-- Trecho do documento --
_ _ _ _

Parágrafo único.  O indulto de que cuida este Decreto não se estende às penas acessórias previstas no Decreto-Lei nº 1.001, de 21 de outubro de 1969 - Código Penal Militar, e aos efeitos da condenação. 

Art. 2º  As pessoas condenadas a pena privativa de liberdade, não beneficiadas com a suspensão condicional da pena que, até 25 de dezembro de 2011, tenham cumprido um quarto da pena, se não reincidentes, ou um terço, se reincidentes, e não preencham os requisitos deste Decreto para receber indulto, terão comutada a pena remanescente de um quarto, se não reincidentes, e de um quinto, se reincidentes, aferida em 25 de dezembro de 2011. 
§ 1º   O cálculo será feito sobre o período de pena já cumprido até 25 de dezembro de 2011, se o período de pena já cumprido, descontadas as comutações anteriores, for superior ao remanescente. 
§ 2º  A pessoa agraciada por anterior comutação terá seus benefícios calculados sobre o remanescente da pena ou sobre o período de pena já cumprido, nos termos do caput e § 1º, sem necessidade de novo requisito temporal e sem prejuízo da remição prevista no art. 126 da Lei de Execução Penal. 

Art. 3º  Na concessão do indulto ou da comutação deverá, para efeitos da integralização do requisito temporal, ser computada a detração de que trata o art. 42 do Código Penal e, quando for o caso, o art. 67 do Código Penal Militar, sem prejuízo da remição prevista no art. 126 da Lei de Execução Penal. 
Parágrafo único.  A aplicação de sanção por falta disciplinar de natureza grave, prevista na Lei de Execução Penal, não interrompe a contagem do lapso temporal para a obtenção dos benefícios previstos neste Decreto. 

Art. 4º  A concessão dos benefícios previstos neste Decreto fica condicionada à inexistência de aplicação de sanção, homologada pelo juízo competente, garantido o direito ao contraditório e à ampla defesa, por falta disciplinar de natureza grave, prevista na Lei de Execução Penal, cometida nos doze meses de cumprimento da pena, contados retroativamente à publicação deste Decreto. 
§ 1º  A prática de falta grave após a publicação deste Decreto ou sem a devida apuração nos termos do caput não impede a obtenção dos benefícios previstos neste Decreto. 
§ 2º  As restrições deste artigo não se aplicam às hipóteses previstas nos incisos X e XI do caput do art. 1º

Art. 5º  Os benefícios previstos neste Decreto são cabíveis, ainda que:
I - a sentença tenha transitado em julgado para a acusação, sem prejuízo do julgamento de recurso da defesa na instância superior;
II - haja recurso da acusação que não vise a majorar a quantidade da pena ou as condições exigidas para a concessão do indulto e da comutação;
III - a pessoa condenada esteja em livramento condicional; ou
IV - a pessoa condenada responda a outro processo criminal, mesmo que tenha por objeto um dos crimes previstos no art. 8º

Art. 6º  A inadimplência da pena de multa, cumulada com pena privativa de liberdade, não impede a concessão do indulto ou da comutação.

_ _ _ _

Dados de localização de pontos
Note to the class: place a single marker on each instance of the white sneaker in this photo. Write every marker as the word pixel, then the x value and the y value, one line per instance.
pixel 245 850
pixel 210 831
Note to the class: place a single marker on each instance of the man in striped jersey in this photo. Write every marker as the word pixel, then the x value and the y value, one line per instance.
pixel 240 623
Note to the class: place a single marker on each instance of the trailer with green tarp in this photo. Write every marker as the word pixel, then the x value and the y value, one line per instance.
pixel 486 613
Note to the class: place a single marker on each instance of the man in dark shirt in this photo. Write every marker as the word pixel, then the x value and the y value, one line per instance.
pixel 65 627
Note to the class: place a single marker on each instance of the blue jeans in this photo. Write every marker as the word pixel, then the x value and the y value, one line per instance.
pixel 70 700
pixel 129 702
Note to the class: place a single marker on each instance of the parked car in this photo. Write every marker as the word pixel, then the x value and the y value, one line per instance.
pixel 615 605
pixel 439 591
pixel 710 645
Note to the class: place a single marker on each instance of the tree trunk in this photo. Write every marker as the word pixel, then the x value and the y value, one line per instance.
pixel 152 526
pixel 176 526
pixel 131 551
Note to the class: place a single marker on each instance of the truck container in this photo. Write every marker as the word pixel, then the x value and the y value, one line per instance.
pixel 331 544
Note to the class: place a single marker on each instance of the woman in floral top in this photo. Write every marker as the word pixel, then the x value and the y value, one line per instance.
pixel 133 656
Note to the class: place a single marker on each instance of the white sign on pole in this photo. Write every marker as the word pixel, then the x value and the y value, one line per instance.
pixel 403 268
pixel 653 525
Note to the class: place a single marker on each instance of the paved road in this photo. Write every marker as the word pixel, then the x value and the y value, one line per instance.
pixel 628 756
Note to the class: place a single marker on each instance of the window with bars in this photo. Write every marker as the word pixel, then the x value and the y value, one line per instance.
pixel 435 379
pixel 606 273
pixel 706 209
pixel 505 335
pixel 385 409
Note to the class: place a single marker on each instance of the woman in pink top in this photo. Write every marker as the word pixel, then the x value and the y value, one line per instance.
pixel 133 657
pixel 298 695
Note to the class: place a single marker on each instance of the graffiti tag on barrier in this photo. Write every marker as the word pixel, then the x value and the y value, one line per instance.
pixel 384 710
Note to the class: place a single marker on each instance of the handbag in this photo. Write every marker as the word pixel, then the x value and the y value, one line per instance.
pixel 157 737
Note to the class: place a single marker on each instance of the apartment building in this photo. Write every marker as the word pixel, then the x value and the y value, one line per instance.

_ _ _ _

-- Ações a realizar --
A: Reescreva o decreto sobre indulto, de "Art. 3º  Na concessão do" até "benefícios previstos neste Decreto.", trocando "lapso temporal" por "prazo".
B: Retome o decreto sobre indulto e comutação de penas, continuando-o a partir da última frase apresentada.
As linhas não são necessárias para nada do que se pede.

-- Respostas escritas --
A:
Art. 3º  Na concessão do indulto ou da comutação deverá, para efeitos da integralização do requisito temporal, ser computada a detração de que trata o art. 42 do Código Penal e, quando for o caso, o art. 67 do Código Penal Militar, sem prejuízo da remição prevista no art. 126 da Lei de Execução Penal. 
Parágrafo único.  A aplicação de sanção por falta disciplinar de natureza grave, prevista na Lei de Execução Penal, não interrompe a contagem do prazo para a obtenção dos benefícios previstos neste Decreto.

B:
Art. 7º  As penas correspondentes a infrações diversas devem somar-se, para efeito do indulto e da comutação, até 25 de dezembro de 2011. 
Parágrafo único.  Na hipótese de haver concurso com crime descrito no art. 8º, a pessoa condenada não terá direito ao indulto ou à comutação da pena correspondente ao crime não impeditivo, enquanto não cumprir, no mínimo, dois terços da pena, correspondente ao crime impeditivo dos benefícios. 

Art. 8º  Os benefícios previstos neste Decreto não alcançam as pessoas condenadas:
I - por crime de tortura, terrorismo ou tráfico ilícito de droga, nos termos do caput do art. 33, § 1o, e dos arts. 34 a 37 da Lei no 11.343, de 23 de agosto de 2006;
II - por crime hediondo, praticado após a edição das Leis no 8.072, de 25 de julho de 1990no 8.930, de 6 de setembro de 1994no 9.695, de 20 de agosto de 1998;no 11.464, de 28 de março de 2007; e no 12.015, de 7 de agosto de 2009, observadas, ainda, as alterações posteriores; ou
III - por crimes definidos no Código Penal Militar que correspondam aos delitos previstos nos incisos I e II, exceto quando configurada situação do uso de drogas disposto no art. 290 do Código Penal Militar; 
§ 1º  As restrições deste artigo e dos incisos I e II do caput do art. 1º não se aplicam às hipóteses previstas nos incisos IX, X e XI e XII do caput do art. 1º
§ 2º  O benefício previsto no inciso VI do caput do art. 1o não alcança as pessoas condenadas por crime praticado com violência ou grave ameaça contra filho ou filha. 

Art. 9o  Para a concessão do indulto e comutação das penas é suficiente o preenchimento dos requisitos previstos neste Decreto.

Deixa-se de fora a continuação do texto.